- [WHAT IS EXPECTED]: Only the line containing "Target: toddler's black and white kimono" and those after it, up to the end of the records below, are to be set down, exactly as written.

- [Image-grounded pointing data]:
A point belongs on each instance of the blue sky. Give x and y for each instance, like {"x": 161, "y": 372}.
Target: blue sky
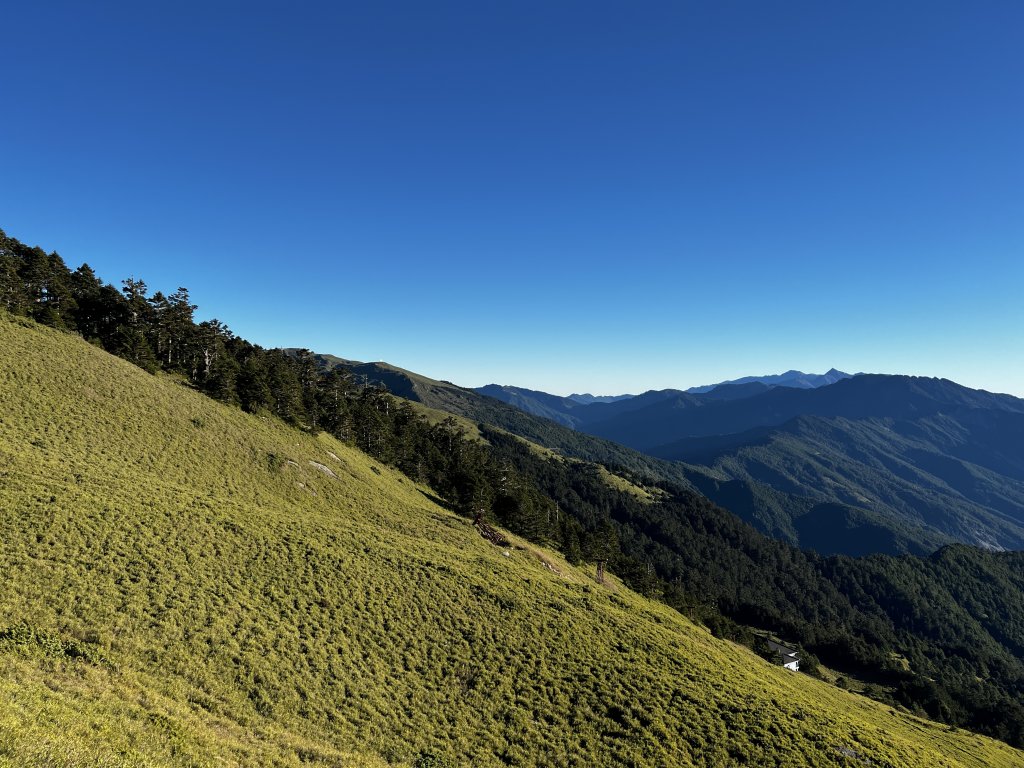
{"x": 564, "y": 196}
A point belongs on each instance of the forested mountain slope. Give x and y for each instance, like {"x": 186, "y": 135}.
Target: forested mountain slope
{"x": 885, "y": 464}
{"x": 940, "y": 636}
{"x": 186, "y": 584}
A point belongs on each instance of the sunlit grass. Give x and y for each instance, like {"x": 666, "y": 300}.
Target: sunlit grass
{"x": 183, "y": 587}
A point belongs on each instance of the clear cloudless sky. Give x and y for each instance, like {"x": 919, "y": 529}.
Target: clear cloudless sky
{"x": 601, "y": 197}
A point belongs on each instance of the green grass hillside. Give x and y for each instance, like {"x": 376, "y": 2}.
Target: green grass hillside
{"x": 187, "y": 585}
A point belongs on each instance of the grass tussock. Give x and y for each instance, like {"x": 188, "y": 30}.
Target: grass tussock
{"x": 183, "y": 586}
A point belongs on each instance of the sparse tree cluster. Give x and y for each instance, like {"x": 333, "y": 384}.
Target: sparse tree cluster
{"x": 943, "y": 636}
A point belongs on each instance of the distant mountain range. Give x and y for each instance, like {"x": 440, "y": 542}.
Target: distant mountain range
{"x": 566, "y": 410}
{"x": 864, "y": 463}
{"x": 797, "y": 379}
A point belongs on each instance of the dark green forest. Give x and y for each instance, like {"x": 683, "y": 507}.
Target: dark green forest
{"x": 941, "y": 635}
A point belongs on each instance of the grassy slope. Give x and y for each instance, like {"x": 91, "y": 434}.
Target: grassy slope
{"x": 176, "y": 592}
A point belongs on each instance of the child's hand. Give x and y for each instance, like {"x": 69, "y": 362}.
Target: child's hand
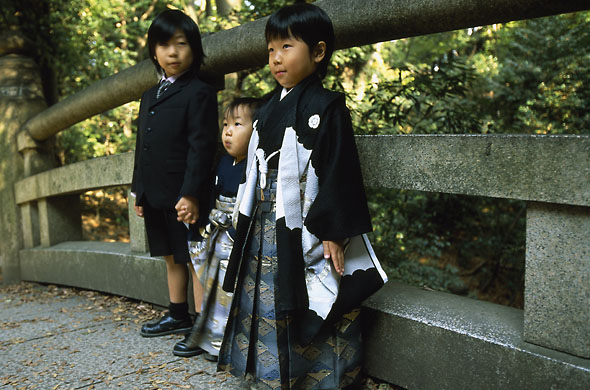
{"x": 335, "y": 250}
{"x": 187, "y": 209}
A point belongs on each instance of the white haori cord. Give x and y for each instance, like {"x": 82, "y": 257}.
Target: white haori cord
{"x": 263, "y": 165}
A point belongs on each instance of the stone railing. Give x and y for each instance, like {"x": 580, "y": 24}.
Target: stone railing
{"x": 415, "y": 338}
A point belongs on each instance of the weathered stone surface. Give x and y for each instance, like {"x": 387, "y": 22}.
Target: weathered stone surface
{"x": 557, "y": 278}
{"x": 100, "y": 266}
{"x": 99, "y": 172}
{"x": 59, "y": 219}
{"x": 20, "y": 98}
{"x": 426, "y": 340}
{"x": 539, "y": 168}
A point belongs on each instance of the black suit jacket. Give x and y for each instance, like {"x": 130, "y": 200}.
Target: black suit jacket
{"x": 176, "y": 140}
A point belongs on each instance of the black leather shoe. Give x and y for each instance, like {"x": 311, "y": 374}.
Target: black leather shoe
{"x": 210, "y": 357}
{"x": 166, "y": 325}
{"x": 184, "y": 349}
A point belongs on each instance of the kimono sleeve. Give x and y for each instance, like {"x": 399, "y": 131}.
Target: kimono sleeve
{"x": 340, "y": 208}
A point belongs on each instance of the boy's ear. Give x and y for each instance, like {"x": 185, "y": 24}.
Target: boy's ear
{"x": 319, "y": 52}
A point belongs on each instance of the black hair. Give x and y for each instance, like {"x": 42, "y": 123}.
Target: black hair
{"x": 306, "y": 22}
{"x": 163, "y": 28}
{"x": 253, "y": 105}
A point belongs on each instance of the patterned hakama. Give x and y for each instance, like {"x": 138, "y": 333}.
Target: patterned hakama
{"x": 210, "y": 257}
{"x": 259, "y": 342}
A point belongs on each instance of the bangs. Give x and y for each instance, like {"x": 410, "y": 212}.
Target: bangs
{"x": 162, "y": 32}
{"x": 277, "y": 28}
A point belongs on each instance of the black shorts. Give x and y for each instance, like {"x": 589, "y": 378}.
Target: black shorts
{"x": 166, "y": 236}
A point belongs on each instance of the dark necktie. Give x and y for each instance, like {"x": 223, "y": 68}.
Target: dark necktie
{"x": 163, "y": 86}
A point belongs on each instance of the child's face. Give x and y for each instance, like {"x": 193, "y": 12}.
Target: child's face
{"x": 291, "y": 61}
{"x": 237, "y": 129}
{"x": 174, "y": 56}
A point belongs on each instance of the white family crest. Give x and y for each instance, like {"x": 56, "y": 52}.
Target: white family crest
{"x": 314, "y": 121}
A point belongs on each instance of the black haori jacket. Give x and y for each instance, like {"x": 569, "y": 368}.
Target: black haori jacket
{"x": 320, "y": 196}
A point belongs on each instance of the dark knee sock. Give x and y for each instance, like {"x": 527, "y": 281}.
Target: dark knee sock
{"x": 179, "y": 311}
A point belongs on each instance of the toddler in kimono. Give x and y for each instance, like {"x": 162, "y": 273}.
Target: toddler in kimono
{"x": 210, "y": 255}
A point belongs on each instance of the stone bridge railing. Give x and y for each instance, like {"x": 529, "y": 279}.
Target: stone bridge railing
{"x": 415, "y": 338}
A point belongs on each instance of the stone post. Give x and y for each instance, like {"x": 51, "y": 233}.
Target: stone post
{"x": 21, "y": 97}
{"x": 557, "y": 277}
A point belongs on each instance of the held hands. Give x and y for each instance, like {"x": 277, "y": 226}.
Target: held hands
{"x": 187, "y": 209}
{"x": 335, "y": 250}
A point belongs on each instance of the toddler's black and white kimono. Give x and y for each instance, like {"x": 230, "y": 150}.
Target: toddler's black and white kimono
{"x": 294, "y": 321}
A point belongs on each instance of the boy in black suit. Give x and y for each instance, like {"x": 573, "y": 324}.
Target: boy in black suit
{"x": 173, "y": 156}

- [REPLY]:
Target: toddler's black and white kimono
{"x": 294, "y": 321}
A point belongs on each instance of the boy in black suit. Give x and y for each instance, like {"x": 573, "y": 324}.
Target: boy in black suit
{"x": 173, "y": 156}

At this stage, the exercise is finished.